Segment Start: Records for the task
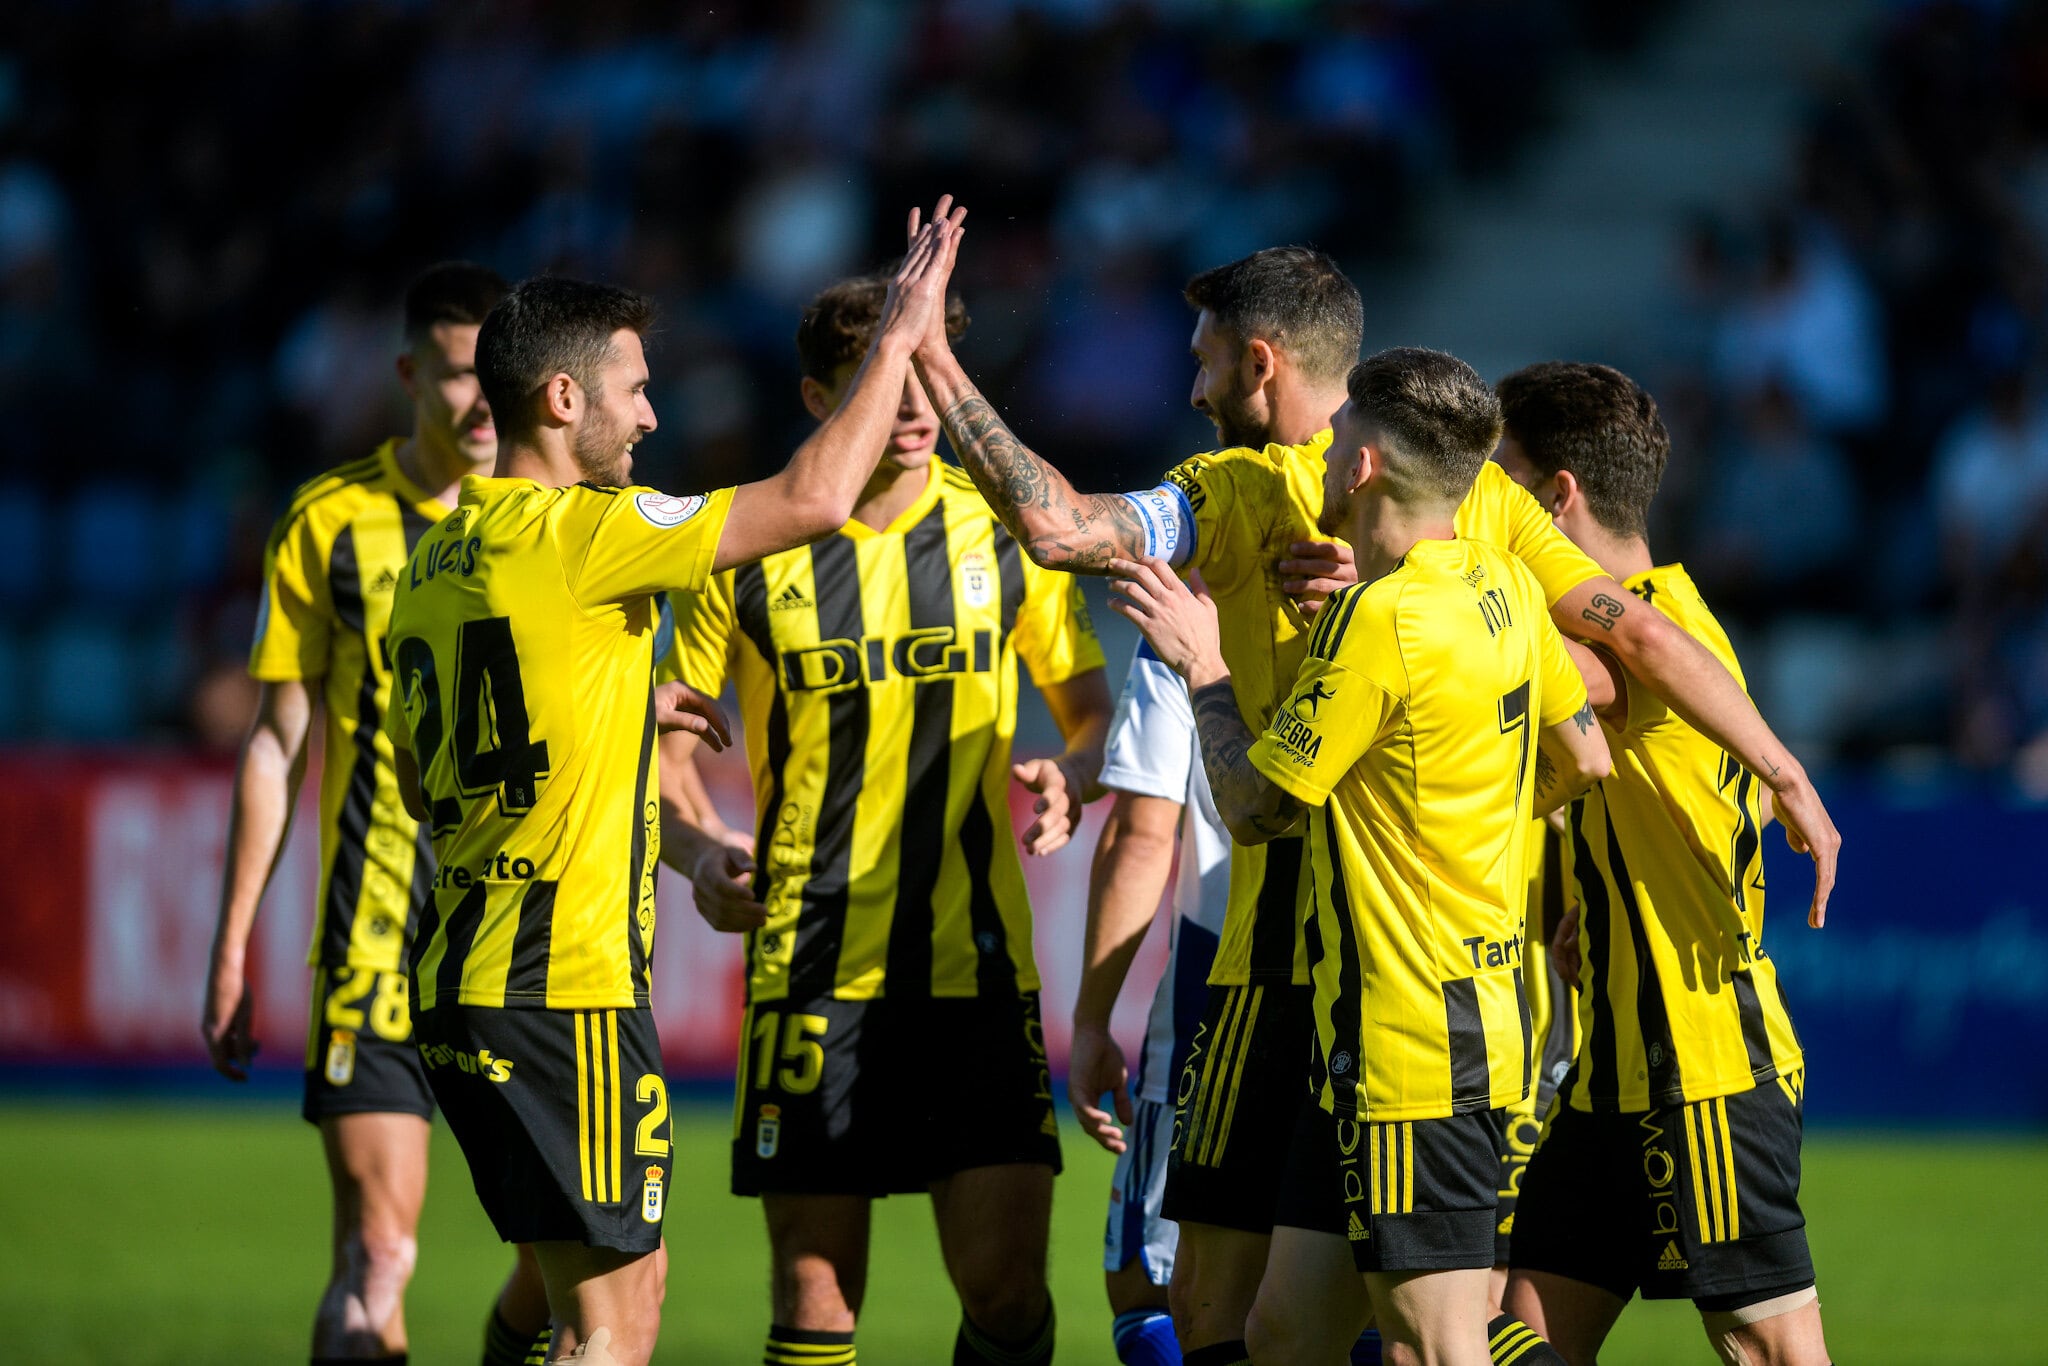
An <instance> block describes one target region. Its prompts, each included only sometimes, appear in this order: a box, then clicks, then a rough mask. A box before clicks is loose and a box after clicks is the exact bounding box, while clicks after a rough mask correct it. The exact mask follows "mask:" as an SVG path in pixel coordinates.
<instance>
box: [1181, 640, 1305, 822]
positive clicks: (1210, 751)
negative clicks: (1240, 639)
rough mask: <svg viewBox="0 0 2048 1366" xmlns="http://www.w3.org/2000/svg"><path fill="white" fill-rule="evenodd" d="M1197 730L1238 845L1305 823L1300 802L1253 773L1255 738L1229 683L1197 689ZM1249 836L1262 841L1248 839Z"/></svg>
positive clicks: (1194, 716) (1212, 782) (1224, 816)
mask: <svg viewBox="0 0 2048 1366" xmlns="http://www.w3.org/2000/svg"><path fill="white" fill-rule="evenodd" d="M1194 729H1196V735H1200V739H1202V768H1204V770H1206V772H1208V791H1210V795H1212V797H1214V799H1217V815H1221V817H1223V823H1225V825H1227V827H1229V829H1231V834H1233V836H1235V838H1237V842H1239V844H1255V842H1260V840H1272V838H1274V836H1282V834H1286V831H1288V829H1292V827H1294V823H1296V821H1298V819H1300V803H1298V801H1294V797H1290V795H1288V793H1284V791H1280V788H1278V786H1274V784H1272V782H1270V780H1268V778H1266V774H1262V772H1260V770H1257V768H1253V764H1251V743H1253V739H1255V737H1253V735H1251V727H1249V725H1245V719H1243V715H1241V713H1239V711H1237V694H1235V692H1233V690H1231V680H1229V678H1223V680H1219V682H1212V684H1208V686H1204V688H1196V690H1194ZM1247 834H1255V836H1257V840H1247V838H1245V836H1247Z"/></svg>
Segment End: Records for the task
Goal of the exercise
Please reproduce the data above without the pictures, changing "rough mask" to "coarse mask" and keeping everything else the same.

Finished exercise
An <instance> block describes one target region. Its prompts, each included only sometimes, appear in this order: a box, then clicks, then a coarse mask. A box before clicks is loose and a box after clicks is the exact bounding box, while clicks after a coarse mask correct it. The exact mask follows "mask:" as an SVG path in pixel coordinates.
<instance>
box: [1181, 640, 1305, 822]
positive clicks: (1210, 751)
negative clicks: (1240, 639)
coarse mask: <svg viewBox="0 0 2048 1366" xmlns="http://www.w3.org/2000/svg"><path fill="white" fill-rule="evenodd" d="M1197 730L1238 845L1305 823L1300 802L1253 773L1255 738L1229 683L1197 689ZM1249 836L1262 841L1248 839Z"/></svg>
positive clicks: (1194, 716) (1212, 782) (1224, 816)
mask: <svg viewBox="0 0 2048 1366" xmlns="http://www.w3.org/2000/svg"><path fill="white" fill-rule="evenodd" d="M1194 729H1196V735H1200V739H1202V768H1204V770H1206V772H1208V791H1210V795H1212V797H1214V799H1217V815H1221V817H1223V823H1225V825H1227V827H1229V829H1231V834H1233V836H1235V838H1237V842H1239V844H1255V842H1260V840H1272V838H1274V836H1282V834H1286V831H1288V829H1292V827H1294V823H1296V821H1298V819H1300V803H1298V801H1294V797H1290V795H1288V793H1284V791H1280V788H1278V786H1274V784H1272V782H1270V780H1268V778H1266V774H1262V772H1260V770H1257V768H1253V764H1251V743H1253V739H1255V737H1253V735H1251V727H1249V725H1245V719H1243V715H1241V713H1239V711H1237V694H1235V692H1233V690H1231V680H1229V678H1223V680H1219V682H1212V684H1208V686H1204V688H1196V690H1194ZM1247 834H1255V836H1257V840H1247V838H1245V836H1247Z"/></svg>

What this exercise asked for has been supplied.